SOURCE TEXT:
= = = = = = =
Groups like Bullsugar.org, reached across the middle of the state, generating hundreds of thousands of viewers and voters, pressing the case that they -- Republican AND Democratic voters -- would no longer tolerate the state of Florida using individual property, small tourism-dependent businesses, and natural resources as sacrifice zones.

In recent days, Big Sugar launched a multi-pronged counterattack. First, water managers agreed to lessen damaging outflows from Lake Okeechobee. Big Sugar and its allies in state environmental agencies are betting against the resumption of record rainfall, expecting people will go back to being 'sheeple.' That is how it always worked for Big Sugar in the past.

Second, Big Sugar unleashed a barrage of publicity reinforcing a theme it has pressed through local councils and state government: that it is not the culprit for Lake O pollution: taxpayers with bad septic systems are. Dairy farms north of Lake Okeechobee are. Big Sugar, at the same time, trumpets how they are just hard-working farmers discouraged by misinformed environmental extremists.

In the Naples Daily News, "U.S. Sugar's Judy Sanchez said the Sierra Club held a public roundtable discussion last week where it falsely blamed her company for pollution in Lake Okeechobee. "We were flabbergasted when we saw they were making claims that any farmers were pumping water into Lake Okeechobee," Sanchez said. "We don't have the ability to pump water into the lake. Only the government has that ability."
= = = = = = =
DATASET RECORDS:
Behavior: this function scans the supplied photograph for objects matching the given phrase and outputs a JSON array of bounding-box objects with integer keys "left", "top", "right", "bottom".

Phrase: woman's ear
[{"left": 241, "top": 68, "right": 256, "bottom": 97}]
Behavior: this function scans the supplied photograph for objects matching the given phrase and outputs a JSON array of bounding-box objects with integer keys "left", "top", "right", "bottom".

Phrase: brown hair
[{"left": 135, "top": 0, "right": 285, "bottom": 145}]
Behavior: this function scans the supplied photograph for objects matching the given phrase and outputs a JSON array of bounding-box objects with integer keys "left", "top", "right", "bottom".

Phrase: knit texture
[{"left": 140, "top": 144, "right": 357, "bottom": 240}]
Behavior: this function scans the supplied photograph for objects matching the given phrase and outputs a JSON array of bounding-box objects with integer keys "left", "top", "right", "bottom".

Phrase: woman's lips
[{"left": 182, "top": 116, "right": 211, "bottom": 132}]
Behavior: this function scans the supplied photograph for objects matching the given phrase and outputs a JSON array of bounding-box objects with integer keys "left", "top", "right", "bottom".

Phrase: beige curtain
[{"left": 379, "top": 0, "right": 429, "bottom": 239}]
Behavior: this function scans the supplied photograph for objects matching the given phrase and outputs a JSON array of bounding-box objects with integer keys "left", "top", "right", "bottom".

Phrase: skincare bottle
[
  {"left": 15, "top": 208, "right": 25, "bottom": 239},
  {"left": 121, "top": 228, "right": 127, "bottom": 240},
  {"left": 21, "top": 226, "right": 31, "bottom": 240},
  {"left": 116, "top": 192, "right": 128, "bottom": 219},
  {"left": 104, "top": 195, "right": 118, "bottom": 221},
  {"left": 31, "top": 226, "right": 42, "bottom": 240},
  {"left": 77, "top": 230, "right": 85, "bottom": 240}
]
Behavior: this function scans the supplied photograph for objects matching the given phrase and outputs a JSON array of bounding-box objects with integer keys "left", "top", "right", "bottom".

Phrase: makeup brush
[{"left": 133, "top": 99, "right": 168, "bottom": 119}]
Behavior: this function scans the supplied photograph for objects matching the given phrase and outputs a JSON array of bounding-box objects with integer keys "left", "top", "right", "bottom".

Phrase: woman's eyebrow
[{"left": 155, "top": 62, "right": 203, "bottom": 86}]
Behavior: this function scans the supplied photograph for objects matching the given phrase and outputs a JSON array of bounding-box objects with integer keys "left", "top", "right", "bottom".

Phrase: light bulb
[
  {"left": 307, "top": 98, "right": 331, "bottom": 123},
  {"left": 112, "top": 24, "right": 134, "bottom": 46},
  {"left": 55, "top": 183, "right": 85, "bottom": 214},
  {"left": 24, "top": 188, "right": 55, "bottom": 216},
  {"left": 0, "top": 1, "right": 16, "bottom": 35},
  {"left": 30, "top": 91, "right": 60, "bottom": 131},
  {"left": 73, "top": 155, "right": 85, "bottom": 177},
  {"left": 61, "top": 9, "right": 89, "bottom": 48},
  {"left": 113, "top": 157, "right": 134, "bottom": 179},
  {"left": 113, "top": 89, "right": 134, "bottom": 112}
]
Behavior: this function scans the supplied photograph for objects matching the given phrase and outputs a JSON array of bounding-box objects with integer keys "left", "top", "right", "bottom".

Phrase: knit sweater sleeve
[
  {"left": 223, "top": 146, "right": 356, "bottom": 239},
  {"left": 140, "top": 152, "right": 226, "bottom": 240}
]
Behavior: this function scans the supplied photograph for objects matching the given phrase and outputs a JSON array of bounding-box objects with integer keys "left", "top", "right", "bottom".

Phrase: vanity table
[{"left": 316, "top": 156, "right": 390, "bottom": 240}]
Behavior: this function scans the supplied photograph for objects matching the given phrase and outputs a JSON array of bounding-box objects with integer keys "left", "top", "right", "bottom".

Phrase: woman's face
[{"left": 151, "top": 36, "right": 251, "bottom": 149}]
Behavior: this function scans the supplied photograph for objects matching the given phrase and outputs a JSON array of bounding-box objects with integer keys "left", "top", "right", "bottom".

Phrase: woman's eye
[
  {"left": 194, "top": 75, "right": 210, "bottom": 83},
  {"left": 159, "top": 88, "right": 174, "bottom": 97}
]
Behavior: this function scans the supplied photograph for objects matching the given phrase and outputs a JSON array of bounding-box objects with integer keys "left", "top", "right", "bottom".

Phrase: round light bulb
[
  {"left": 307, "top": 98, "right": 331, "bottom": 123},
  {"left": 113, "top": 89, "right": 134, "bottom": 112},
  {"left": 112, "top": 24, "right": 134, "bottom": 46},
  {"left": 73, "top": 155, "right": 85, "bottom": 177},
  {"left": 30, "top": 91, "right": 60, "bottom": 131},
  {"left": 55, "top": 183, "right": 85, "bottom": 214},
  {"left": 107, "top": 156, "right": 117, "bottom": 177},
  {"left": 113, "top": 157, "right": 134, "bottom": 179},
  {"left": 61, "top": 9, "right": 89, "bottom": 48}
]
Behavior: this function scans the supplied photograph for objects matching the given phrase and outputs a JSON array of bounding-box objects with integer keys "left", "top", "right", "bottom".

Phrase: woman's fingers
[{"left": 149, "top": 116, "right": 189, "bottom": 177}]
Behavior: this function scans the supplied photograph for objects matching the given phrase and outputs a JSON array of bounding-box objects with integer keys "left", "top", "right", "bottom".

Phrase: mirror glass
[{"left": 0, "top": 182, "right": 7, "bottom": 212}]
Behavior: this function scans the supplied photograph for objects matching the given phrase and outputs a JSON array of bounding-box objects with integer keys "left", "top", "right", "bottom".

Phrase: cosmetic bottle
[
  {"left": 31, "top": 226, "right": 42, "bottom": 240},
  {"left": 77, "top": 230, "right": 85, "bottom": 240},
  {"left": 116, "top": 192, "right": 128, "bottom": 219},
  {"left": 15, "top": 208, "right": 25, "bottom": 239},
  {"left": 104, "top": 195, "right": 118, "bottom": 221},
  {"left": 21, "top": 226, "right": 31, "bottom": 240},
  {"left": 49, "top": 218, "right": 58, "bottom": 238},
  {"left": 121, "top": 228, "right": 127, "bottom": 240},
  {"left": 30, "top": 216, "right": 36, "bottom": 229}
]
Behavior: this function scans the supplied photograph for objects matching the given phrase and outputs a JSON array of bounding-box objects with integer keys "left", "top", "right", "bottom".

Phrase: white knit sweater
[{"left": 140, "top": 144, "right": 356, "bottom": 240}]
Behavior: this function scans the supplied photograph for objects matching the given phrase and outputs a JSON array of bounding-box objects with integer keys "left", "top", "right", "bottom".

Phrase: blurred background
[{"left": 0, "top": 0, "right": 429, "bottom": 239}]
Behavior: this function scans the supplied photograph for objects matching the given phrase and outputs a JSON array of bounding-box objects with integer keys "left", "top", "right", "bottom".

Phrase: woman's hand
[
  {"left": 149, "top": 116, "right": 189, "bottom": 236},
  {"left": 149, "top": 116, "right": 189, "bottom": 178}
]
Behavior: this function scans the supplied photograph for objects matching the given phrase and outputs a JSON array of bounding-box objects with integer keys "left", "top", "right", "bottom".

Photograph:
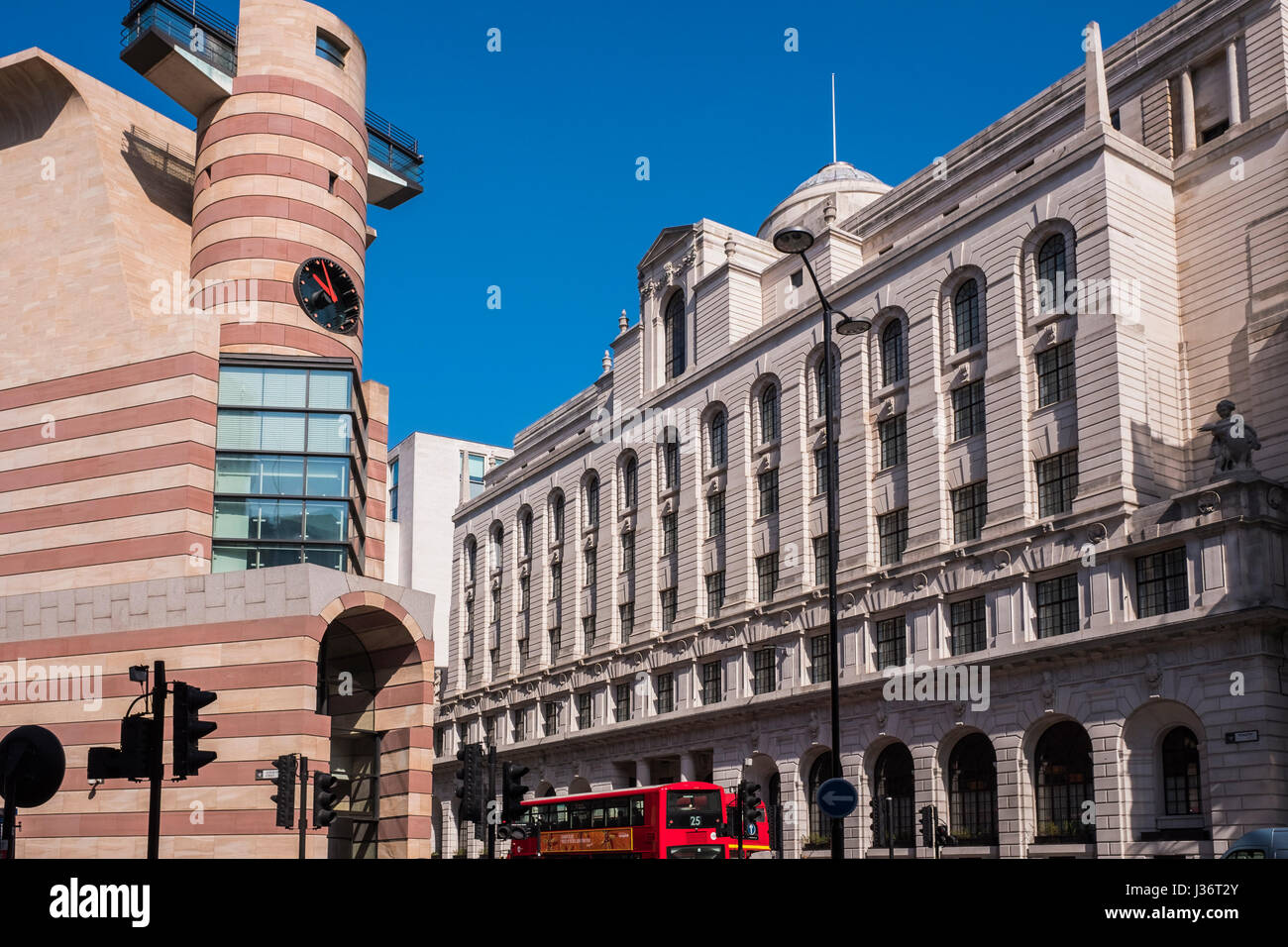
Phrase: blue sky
[{"left": 12, "top": 0, "right": 1168, "bottom": 445}]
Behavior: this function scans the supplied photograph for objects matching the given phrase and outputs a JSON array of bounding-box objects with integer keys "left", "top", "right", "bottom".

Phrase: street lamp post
[{"left": 774, "top": 227, "right": 872, "bottom": 858}]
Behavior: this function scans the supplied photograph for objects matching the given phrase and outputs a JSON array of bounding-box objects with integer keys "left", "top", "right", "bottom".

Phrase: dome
[
  {"left": 793, "top": 161, "right": 885, "bottom": 194},
  {"left": 756, "top": 161, "right": 890, "bottom": 240}
]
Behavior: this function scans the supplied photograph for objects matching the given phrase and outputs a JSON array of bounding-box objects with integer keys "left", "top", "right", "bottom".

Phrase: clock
[{"left": 295, "top": 257, "right": 362, "bottom": 335}]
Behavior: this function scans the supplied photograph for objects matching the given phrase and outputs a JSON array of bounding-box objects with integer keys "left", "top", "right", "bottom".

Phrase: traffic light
[
  {"left": 313, "top": 771, "right": 340, "bottom": 828},
  {"left": 868, "top": 796, "right": 885, "bottom": 848},
  {"left": 456, "top": 743, "right": 483, "bottom": 822},
  {"left": 85, "top": 714, "right": 152, "bottom": 780},
  {"left": 738, "top": 780, "right": 760, "bottom": 824},
  {"left": 919, "top": 805, "right": 935, "bottom": 848},
  {"left": 270, "top": 754, "right": 299, "bottom": 828},
  {"left": 501, "top": 763, "right": 528, "bottom": 822},
  {"left": 172, "top": 681, "right": 219, "bottom": 780}
]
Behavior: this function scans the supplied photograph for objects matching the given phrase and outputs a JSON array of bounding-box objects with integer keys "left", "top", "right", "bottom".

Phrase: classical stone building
[
  {"left": 0, "top": 0, "right": 433, "bottom": 857},
  {"left": 434, "top": 0, "right": 1288, "bottom": 857}
]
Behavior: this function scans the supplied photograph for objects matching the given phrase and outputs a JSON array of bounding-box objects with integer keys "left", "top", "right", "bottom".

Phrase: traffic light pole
[
  {"left": 149, "top": 661, "right": 166, "bottom": 862},
  {"left": 300, "top": 754, "right": 309, "bottom": 858}
]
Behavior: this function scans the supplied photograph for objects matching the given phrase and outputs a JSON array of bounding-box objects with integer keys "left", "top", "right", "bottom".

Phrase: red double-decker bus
[{"left": 510, "top": 783, "right": 768, "bottom": 858}]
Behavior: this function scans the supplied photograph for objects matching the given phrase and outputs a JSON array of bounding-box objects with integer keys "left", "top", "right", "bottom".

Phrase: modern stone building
[
  {"left": 0, "top": 0, "right": 433, "bottom": 857},
  {"left": 434, "top": 0, "right": 1288, "bottom": 857},
  {"left": 385, "top": 432, "right": 511, "bottom": 668}
]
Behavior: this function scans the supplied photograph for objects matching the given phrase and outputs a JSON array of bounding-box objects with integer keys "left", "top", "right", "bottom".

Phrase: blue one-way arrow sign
[{"left": 818, "top": 779, "right": 859, "bottom": 818}]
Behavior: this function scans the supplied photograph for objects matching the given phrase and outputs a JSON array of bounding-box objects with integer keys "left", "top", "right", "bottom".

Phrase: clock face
[{"left": 295, "top": 257, "right": 362, "bottom": 335}]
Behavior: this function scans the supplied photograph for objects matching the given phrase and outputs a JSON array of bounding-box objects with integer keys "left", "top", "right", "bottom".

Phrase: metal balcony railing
[
  {"left": 121, "top": 0, "right": 237, "bottom": 76},
  {"left": 121, "top": 0, "right": 424, "bottom": 184}
]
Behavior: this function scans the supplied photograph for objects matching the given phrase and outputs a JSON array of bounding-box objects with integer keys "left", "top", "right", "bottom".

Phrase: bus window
[{"left": 666, "top": 789, "right": 720, "bottom": 828}]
= = = = = = =
WORK INSTRUCTIONS:
A. In the passage about Big Sugar, what did water managers agree to do?
B. Repeat the passage about Big Sugar word for word, from "Groups like Bullsugar.org, reached" up to and including "as sacrifice zones.".
Answer from the passage about Big Sugar alone.

RESULTS IN ORDER:
A. They agreed to lessen damaging outflows from Lake Okeechobee.

B.
Groups like Bullsugar.org, reached across the middle of the state, generating hundreds of thousands of viewers and voters, pressing the case that they -- Republican AND Democratic voters -- would no longer tolerate the state of Florida using individual property, small tourism-dependent businesses, and natural resources as sacrifice zones.